#### PASSAGE TO READ
==================================================

Story Number: NNS070625-10
Release Date: 6/25/2007 4:19:00 PM

From Commander, Naval Surface Force, U.S. Pacific Fleet Public Affairs

KAUAI, Hawaii (NNS) -- Two U.S. Navy warships, a Spanish frigate, and the Terminal High Altitude Area Defense (THAAD) mobile ground-based radar participated in a successful “hit to kill” intercept flight test conducted off the coast of Kauai on June 22.

This was the 28th successful intercept in 36 missile defense tests since 2001.

The San Diego-based Aegis destroyer, USS Decatur (DDG 73), using the operationally certified Aegis Ballistic Missile Defense Weapon System (BMD 3.6) and a Standard Missile – 3 (SM-3) Block IA missile successfully intercepted a “separating” target during its midcourse phase of flight. The Pearl Harbor based Aegis cruiser, USS Port Royal (CG 73), used the flight test to support development of the new Aegis BMD SPY-1B radar signal processor, collecting performance data on its increased target detection and discrimination capabilities.

The Spanish frigate, Mendez Nunez (F-104), stationed off Kauai, performed long-range surveillance and track operations as a training event to assess the future capabilities of the F-100 Class. The THAAD radar tracked the target and exchanged tracking data with the Aegis BMD cruiser.

==================================================

#### ENTRIES PROVIDED
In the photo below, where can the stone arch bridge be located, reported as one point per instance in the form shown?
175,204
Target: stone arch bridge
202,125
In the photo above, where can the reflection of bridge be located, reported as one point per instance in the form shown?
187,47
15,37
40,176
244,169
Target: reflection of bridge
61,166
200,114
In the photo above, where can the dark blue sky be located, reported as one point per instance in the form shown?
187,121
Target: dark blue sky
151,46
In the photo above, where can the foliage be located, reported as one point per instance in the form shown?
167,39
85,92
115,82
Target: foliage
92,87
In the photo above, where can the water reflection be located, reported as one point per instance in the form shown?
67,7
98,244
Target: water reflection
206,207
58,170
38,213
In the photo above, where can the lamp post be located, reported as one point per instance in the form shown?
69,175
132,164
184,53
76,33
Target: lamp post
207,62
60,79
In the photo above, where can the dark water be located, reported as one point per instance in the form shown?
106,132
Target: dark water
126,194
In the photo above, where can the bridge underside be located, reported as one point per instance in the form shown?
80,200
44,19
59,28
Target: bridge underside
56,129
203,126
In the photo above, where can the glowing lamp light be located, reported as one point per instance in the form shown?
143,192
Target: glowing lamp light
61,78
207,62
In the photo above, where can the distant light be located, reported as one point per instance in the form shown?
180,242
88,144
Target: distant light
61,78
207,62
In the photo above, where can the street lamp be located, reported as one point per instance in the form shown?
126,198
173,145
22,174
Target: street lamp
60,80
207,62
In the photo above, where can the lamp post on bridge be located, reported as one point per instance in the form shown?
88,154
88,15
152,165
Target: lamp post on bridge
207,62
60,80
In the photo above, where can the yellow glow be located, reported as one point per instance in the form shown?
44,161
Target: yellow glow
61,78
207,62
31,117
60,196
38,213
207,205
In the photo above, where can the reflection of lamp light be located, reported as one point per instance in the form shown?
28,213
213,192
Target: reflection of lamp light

==================================================

Quote the passage from the missile defense test release above, between "The San Diego-based" and "Aegis BMD cruiser.", inclusive.

#### EXERCISE RESPONSE
The San Diego-based Aegis destroyer, USS Decatur (DDG 73), using the operationally certified Aegis Ballistic Missile Defense Weapon System (BMD 3.6) and a Standard Missile – 3 (SM-3) Block IA missile successfully intercepted a “separating” target during its midcourse phase of flight. The Pearl Harbor based Aegis cruiser, USS Port Royal (CG 73), used the flight test to support development of the new Aegis BMD SPY-1B radar signal processor, collecting performance data on its increased target detection and discrimination capabilities.

The Spanish frigate, Mendez Nunez (F-104), stationed off Kauai, performed long-range surveillance and track operations as a training event to assess the future capabilities of the F-100 Class. The THAAD radar tracked the target and exchanged tracking data with the Aegis BMD cruiser.